Afyonkarahisar’ın Bolvadin ilçesinde dünyaya gelen Hatice Güneş’in yaşamı, zorluklarla örülü bir çocuklukla başladı. 1973 doğumlu Güneş, henüz 5 yaşındayken annesini, 7 yaşındayken ise babasını kaybetti. Öksüz kalan Hatice ve kardeşi, anneannelerinin yanında büyüdü. Okul hayatında son derece başarılıydı; ortaokulu bitirdiğinde aldığı puanlarla sağlık meslek lisesi ve askeri liseleri kazanabilecek durumdaydı. Ancak hayat ona farklı bir yol çizdi. “Yalnızsın” denilerek 14 yaşında evlendirildi ve çocuk gelin olarak eğitiminden koparıldı.

########

Yapılacak işler:
**1)** Verilen metinde "Afyonkarahisar’ın Bolvadin ilçesinde" ile "olarak eğitiminden koparıldı." arasındaki bölümü, bu ifadeler de dahil olmak üzere aynen tekrarla.
**2)** Verilen metne göre Hatice Güneş kaç yaşında evlendirildi?

Kaynak alıntısı:

########

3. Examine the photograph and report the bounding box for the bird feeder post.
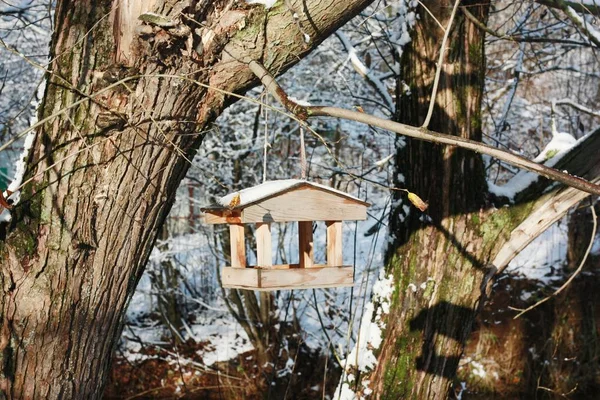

########

Yanıt olarak:
**1)**
Afyonkarahisar’ın Bolvadin ilçesinde dünyaya gelen Hatice Güneş’in yaşamı, zorluklarla örülü bir çocuklukla başladı. 1973 doğumlu Güneş, henüz 5 yaşındayken annesini, 7 yaşındayken ise babasını kaybetti. Öksüz kalan Hatice ve kardeşi, anneannelerinin yanında büyüdü. Okul hayatında son derece başarılıydı; ortaokulu bitirdiğinde aldığı puanlarla sağlık meslek lisesi ve askeri liseleri kazanabilecek durumdaydı. Ancak hayat ona farklı bir yol çizdi. “Yalnızsın” denilerek 14 yaşında evlendirildi ve çocuk gelin olarak eğitiminden koparıldı.

**2)** Hatice Güneş 14 yaşında evlendirildi.